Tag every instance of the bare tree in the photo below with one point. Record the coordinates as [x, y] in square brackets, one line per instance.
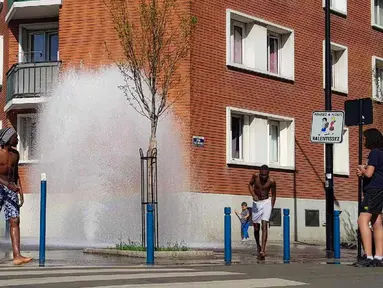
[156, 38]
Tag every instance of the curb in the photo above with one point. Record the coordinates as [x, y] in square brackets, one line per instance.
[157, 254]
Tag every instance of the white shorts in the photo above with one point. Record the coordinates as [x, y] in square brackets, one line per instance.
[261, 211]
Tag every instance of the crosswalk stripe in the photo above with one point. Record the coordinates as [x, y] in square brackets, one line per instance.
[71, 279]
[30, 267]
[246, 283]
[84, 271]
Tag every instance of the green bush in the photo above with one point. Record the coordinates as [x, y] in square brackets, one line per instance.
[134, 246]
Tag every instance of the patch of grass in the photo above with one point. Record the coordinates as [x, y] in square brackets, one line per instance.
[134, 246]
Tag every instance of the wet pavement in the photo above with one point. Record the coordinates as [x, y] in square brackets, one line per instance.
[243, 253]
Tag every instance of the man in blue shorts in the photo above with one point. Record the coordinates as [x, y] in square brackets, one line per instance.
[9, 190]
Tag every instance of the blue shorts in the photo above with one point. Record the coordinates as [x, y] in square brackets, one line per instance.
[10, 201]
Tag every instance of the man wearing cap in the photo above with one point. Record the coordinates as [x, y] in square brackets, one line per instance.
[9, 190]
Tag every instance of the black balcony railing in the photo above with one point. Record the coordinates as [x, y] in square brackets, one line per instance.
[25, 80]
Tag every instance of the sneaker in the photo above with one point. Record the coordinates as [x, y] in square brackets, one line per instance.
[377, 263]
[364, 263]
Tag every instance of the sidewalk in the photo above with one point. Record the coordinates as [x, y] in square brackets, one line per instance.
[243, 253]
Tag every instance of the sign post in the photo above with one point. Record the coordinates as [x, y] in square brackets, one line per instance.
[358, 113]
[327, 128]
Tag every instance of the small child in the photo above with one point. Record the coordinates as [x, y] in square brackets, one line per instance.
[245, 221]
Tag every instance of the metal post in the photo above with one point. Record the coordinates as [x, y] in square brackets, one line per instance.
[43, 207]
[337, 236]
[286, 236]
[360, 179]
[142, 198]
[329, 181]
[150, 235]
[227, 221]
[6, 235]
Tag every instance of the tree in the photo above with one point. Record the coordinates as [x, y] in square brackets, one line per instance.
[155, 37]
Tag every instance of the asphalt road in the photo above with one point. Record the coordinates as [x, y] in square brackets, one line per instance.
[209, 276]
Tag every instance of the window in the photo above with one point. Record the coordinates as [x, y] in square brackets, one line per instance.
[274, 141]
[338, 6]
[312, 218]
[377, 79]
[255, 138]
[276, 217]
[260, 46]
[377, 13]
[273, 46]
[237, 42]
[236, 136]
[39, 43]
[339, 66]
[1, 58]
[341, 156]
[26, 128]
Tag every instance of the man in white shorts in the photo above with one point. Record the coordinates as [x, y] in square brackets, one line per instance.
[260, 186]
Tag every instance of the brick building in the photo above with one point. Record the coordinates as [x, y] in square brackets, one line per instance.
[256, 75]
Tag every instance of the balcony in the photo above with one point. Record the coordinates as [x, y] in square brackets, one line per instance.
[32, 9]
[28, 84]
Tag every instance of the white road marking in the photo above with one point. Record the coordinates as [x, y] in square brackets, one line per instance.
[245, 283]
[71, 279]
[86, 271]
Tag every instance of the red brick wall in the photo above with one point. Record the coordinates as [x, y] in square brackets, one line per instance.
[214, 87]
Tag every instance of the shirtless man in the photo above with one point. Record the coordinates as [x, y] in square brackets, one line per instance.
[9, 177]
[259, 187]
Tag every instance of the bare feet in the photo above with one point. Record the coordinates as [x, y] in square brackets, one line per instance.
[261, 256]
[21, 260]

====

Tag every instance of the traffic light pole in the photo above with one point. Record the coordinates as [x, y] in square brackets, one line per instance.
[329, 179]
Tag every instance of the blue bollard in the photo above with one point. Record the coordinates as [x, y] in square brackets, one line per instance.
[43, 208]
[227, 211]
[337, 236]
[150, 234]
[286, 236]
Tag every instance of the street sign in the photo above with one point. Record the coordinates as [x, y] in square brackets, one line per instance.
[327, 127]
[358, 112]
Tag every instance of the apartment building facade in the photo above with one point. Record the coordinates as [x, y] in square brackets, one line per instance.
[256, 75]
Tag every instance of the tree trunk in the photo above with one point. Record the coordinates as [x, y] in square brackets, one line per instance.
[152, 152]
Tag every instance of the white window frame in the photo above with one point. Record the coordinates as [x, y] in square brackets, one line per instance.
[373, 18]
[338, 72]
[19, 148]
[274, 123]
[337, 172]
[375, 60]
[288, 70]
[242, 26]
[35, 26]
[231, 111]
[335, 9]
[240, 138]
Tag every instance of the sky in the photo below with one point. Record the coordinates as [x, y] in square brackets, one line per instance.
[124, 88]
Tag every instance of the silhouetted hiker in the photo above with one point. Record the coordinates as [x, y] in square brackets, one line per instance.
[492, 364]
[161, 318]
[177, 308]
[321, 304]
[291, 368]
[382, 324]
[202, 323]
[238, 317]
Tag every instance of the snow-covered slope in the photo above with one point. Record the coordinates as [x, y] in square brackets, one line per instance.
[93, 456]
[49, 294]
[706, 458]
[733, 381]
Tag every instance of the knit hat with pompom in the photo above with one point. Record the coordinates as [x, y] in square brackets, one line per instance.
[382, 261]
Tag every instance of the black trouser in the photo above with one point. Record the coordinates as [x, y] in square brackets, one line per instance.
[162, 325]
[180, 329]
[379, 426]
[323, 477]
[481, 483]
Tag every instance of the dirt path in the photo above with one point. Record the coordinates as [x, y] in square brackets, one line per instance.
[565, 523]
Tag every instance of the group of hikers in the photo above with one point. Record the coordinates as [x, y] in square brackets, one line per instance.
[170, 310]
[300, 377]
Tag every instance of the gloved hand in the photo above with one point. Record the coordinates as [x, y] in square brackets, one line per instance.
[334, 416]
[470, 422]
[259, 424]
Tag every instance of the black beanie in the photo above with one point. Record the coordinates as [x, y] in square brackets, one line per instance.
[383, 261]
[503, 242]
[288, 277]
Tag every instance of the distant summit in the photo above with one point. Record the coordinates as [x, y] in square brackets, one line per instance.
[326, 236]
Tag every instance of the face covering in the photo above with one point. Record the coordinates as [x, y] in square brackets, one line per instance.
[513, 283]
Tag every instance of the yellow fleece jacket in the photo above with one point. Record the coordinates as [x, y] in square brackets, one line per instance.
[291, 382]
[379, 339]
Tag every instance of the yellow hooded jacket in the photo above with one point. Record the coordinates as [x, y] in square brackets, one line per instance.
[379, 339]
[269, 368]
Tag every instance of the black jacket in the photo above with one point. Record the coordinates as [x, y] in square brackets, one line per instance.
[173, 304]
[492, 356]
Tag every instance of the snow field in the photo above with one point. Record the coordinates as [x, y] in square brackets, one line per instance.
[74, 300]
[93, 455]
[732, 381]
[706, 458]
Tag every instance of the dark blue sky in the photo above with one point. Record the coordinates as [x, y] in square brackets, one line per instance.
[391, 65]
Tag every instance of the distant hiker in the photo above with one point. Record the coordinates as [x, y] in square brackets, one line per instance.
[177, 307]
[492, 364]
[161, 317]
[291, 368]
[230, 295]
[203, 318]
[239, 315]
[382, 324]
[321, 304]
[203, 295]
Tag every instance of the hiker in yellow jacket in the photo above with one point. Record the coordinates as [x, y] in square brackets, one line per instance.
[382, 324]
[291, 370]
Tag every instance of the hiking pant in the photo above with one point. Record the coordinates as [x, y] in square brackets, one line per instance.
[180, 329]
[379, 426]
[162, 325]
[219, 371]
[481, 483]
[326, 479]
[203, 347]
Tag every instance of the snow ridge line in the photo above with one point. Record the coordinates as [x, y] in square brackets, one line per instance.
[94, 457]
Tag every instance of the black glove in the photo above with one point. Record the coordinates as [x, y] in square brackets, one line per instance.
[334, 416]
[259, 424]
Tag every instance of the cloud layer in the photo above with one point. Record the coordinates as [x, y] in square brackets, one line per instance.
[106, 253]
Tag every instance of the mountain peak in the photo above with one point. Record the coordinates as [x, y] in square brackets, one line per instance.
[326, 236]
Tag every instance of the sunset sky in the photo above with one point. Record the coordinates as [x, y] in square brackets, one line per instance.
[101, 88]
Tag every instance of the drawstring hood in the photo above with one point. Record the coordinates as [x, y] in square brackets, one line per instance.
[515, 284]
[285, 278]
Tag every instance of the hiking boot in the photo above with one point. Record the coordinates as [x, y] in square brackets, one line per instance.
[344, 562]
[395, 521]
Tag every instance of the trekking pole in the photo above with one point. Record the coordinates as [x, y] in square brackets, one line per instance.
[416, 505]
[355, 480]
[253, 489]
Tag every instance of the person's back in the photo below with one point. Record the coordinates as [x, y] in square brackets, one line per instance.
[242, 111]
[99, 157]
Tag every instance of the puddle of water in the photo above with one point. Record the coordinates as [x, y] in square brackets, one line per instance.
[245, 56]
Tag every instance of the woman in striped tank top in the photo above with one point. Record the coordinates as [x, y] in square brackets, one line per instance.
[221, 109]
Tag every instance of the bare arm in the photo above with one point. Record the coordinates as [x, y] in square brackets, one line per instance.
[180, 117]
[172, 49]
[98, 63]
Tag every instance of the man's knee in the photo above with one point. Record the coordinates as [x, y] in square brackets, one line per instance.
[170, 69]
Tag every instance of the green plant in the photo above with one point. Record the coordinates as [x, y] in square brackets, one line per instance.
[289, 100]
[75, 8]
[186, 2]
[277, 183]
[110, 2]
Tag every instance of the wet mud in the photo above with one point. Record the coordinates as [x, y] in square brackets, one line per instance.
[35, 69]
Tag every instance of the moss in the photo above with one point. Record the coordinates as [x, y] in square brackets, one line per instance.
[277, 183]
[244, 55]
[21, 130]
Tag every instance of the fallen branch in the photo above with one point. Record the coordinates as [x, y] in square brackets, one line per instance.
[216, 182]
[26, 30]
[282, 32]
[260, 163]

====

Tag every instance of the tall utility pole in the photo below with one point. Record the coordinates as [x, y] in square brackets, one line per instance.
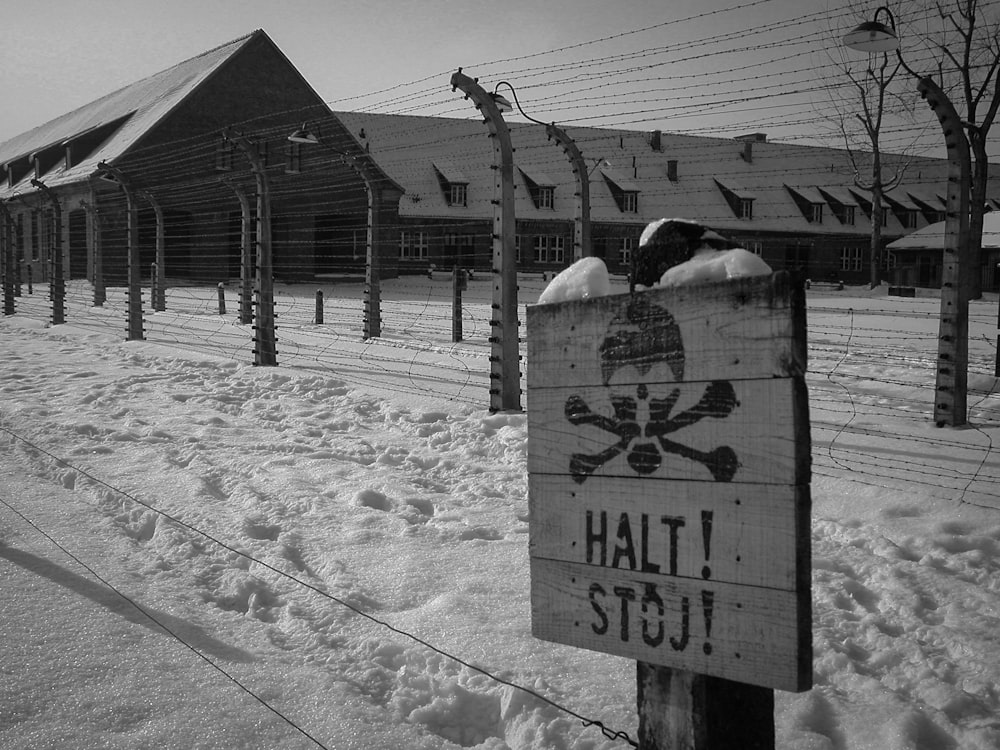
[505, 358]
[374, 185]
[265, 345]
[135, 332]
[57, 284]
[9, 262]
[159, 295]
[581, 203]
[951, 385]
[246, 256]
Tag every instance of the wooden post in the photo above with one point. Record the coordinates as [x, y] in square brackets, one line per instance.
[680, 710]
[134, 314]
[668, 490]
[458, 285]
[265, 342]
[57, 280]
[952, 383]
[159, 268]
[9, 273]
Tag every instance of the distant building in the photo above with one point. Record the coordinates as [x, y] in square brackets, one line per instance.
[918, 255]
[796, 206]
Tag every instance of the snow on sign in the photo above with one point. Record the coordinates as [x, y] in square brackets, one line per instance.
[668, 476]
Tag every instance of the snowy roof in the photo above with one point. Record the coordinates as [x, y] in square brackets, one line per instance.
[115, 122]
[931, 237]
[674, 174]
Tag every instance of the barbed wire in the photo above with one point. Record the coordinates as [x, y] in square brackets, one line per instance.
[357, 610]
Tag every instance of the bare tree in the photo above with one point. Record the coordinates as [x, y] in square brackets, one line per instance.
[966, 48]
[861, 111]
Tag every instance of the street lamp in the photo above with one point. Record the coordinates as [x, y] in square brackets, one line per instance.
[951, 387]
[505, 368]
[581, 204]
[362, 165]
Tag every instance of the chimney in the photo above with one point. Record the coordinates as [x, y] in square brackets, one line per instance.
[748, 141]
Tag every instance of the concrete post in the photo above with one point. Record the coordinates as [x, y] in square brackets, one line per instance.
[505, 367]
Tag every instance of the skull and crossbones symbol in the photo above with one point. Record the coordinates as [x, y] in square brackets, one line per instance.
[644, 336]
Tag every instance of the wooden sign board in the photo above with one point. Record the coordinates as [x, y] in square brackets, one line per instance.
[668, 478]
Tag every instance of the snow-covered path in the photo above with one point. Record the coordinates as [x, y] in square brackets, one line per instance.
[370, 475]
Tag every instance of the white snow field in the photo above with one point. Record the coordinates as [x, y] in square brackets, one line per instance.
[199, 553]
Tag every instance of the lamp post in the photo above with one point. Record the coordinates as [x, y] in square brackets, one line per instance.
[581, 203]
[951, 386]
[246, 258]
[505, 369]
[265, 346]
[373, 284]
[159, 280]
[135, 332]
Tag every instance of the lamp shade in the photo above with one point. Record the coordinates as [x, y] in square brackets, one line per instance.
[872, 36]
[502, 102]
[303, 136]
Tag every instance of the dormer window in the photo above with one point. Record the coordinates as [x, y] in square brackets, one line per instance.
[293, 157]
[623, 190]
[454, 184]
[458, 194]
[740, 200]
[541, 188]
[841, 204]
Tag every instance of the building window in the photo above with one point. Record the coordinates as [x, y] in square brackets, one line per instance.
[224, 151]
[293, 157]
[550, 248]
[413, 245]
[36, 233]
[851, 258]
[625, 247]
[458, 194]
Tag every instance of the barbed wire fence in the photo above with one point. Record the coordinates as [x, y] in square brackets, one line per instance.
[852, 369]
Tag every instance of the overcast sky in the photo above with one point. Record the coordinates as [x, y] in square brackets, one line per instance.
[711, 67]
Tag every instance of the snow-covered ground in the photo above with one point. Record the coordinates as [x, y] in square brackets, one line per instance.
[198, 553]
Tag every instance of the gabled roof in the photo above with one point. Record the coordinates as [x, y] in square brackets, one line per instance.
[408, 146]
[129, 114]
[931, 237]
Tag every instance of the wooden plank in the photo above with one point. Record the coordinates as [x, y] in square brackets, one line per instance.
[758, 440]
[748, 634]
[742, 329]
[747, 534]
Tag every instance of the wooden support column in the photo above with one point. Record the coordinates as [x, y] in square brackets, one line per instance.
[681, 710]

====

◆ Exercise brief: Count the lines of the records above that contain the string "barbed", with case mattering. Reply with the number only.

◆ Output for this exercise: 2